Work task:
Your job is to copy every record exactly.

Given records:
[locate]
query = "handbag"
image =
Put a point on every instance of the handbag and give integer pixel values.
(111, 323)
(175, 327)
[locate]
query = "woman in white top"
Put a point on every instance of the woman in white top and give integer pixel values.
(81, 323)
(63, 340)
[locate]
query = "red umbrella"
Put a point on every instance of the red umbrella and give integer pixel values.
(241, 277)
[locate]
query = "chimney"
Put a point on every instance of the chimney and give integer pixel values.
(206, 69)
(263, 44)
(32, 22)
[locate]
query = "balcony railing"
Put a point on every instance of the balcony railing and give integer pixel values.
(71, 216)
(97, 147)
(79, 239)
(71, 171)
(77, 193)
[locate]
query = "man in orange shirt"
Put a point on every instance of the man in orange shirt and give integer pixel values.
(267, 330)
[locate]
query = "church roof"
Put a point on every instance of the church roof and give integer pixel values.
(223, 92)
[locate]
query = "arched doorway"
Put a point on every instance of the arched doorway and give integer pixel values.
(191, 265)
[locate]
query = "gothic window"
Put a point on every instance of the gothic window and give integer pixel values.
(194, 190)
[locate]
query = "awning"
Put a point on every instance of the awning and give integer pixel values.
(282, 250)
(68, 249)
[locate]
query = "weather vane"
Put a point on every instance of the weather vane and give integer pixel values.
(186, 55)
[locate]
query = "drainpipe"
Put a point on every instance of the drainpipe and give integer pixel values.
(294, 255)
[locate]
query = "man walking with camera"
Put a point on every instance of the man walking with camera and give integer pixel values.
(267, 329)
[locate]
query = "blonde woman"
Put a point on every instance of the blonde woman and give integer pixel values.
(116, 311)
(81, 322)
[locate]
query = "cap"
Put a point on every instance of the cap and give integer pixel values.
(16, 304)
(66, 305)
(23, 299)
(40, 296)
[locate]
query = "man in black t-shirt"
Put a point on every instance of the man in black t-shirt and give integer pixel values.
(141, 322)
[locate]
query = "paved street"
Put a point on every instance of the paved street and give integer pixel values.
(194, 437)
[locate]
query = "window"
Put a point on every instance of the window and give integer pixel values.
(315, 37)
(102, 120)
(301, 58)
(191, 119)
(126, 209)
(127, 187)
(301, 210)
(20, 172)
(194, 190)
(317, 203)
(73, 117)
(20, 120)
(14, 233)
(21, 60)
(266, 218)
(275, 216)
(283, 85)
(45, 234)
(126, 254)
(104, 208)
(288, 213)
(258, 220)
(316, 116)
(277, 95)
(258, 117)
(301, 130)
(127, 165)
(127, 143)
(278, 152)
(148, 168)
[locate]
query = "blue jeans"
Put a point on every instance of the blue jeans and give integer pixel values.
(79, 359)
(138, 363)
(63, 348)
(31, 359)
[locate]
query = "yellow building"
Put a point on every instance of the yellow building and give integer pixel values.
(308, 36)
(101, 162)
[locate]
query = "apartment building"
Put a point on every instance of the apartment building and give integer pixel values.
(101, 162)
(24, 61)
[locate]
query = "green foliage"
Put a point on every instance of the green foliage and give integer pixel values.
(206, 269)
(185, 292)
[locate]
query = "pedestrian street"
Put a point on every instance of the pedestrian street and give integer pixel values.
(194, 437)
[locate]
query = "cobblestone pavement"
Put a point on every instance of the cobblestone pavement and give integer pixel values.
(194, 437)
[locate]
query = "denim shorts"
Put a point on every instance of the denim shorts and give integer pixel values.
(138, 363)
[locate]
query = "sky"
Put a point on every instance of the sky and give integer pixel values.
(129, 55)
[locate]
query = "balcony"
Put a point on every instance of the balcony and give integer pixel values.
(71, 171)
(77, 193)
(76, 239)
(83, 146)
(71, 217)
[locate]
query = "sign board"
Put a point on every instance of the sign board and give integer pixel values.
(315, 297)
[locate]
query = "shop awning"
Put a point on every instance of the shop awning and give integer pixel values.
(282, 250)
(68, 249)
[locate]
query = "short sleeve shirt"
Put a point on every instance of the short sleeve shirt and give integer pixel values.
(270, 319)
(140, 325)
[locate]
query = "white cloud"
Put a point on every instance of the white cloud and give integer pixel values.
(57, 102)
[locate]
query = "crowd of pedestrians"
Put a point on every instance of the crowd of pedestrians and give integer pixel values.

Task answer:
[locate]
query = "handbag"
image =
Put a point on every instance of the handbag and give integer pixel values.
(111, 323)
(175, 327)
[locate]
query = "woman in white top"
Put a point on every instance of the woman in white top and give integer pixel values.
(81, 323)
(63, 340)
[locate]
query = "red umbrella"
Put a point on every instance of the red umbrella and give integer pixel values.
(241, 277)
[locate]
query = "chimney"
Put a point on every instance of the chimney and give integer pixel values.
(206, 69)
(263, 44)
(32, 22)
[locate]
query = "balcony railing"
Put a point on every instance of the balcony railing and give integer pixel values.
(71, 216)
(97, 147)
(79, 239)
(71, 171)
(77, 193)
[locate]
query = "man in orange shirt"
Put a point on every instance of the man in orange shirt and give integer pixel values.
(267, 330)
[locate]
query = "church roof"
Put a point on every instance of the church roof and give integer pixel values.
(223, 92)
[locate]
query = "arched doorway"
Put a point on every instance of the arched doorway and give integer pixel values.
(191, 265)
[locate]
query = "gothic window"
Put a point on every instance of the gothic window and give integer pixel values.
(194, 190)
[locate]
query = "awning"
Put a point on every instance of the awning and give integer pixel values.
(282, 250)
(68, 249)
[locate]
query = "weather vane"
Put a point on every instance of the weather vane and give integer pixel values.
(186, 55)
[locate]
query = "drainpipe"
Put a point on every instance of the drainpipe and give integer pixel values.
(294, 255)
[locate]
query = "man walking with camera"
Put a point on every instance of the man walking with camera and give integer pixel values.
(267, 329)
[locate]
query = "blonde woman"
Put a point on every instance of the blonde woman and give integer pixel values.
(116, 311)
(81, 322)
[locate]
query = "cap"
Put a point on every instance of the cap and give integer pixel values.
(16, 304)
(66, 305)
(23, 299)
(40, 296)
[locate]
query = "man in black t-shirt"
Put a point on every instance of the man in black t-shirt and give integer pixel values.
(141, 322)
[locate]
query = "paved street"
Put a point on every instance of the paved street and give integer pixel values.
(194, 437)
[locate]
query = "window"
Put a point on every instance of the window and give integer pixel values.
(315, 37)
(102, 120)
(301, 58)
(191, 119)
(126, 209)
(127, 187)
(301, 210)
(20, 172)
(194, 190)
(317, 203)
(73, 117)
(20, 120)
(14, 233)
(21, 60)
(266, 218)
(275, 216)
(283, 85)
(45, 234)
(126, 254)
(104, 208)
(288, 213)
(258, 220)
(316, 116)
(277, 95)
(258, 117)
(301, 130)
(127, 165)
(127, 143)
(278, 152)
(148, 168)
[locate]
query = "blue jeans"
Put a point on every instance of the blue jeans and give integer pixel values.
(79, 359)
(138, 363)
(63, 348)
(31, 359)
[locate]
query = "yellow building"
Put a point on every instance of the yellow building and give integer pixel values.
(308, 36)
(101, 162)
[locate]
query = "apartment building"
Put a point on every instance of the apartment building and give integer pixel values.
(101, 162)
(24, 61)
[locate]
query = "green foliage"
Put a point on every instance of the green foliage and give integer pixel values.
(206, 269)
(185, 292)
[locate]
query = "pedestrian street"
Put a point on every instance of the pedestrian street and give integer pixel values.
(194, 437)
[locate]
query = "cobblestone pavement"
Put a point on every instance of the cobblestone pavement and give integer pixel values.
(194, 437)
[locate]
query = "denim shorts"
Put a point on every instance of the denim shorts and give integer pixel values.
(138, 363)
[locate]
query = "sky"
Put a point on every instance of the sky and give integer pixel values.
(129, 55)
[locate]
query = "balcony"
Put a point on every instance of the balcony and give integer pixel values.
(71, 171)
(77, 193)
(76, 239)
(83, 146)
(71, 217)
[locate]
query = "sign board"
Put a point on every instance of the sign board and give integer pixel values.
(315, 297)
[locate]
query = "shop awning"
Put a point on every instance of the shop awning and give integer pixel values.
(282, 250)
(68, 249)
[locate]
query = "short sleeve shirt"
Put a point on every instance of the short sleeve shirt and give integer pixel values.
(270, 319)
(140, 325)
[locate]
query = "white cloud"
Put a point on every instance of the white cloud and give integer pixel values.
(57, 102)
[locate]
query = "crowd of pedestrians"
Put a point on every instance of the crowd of pedestrians and give integer pixel values.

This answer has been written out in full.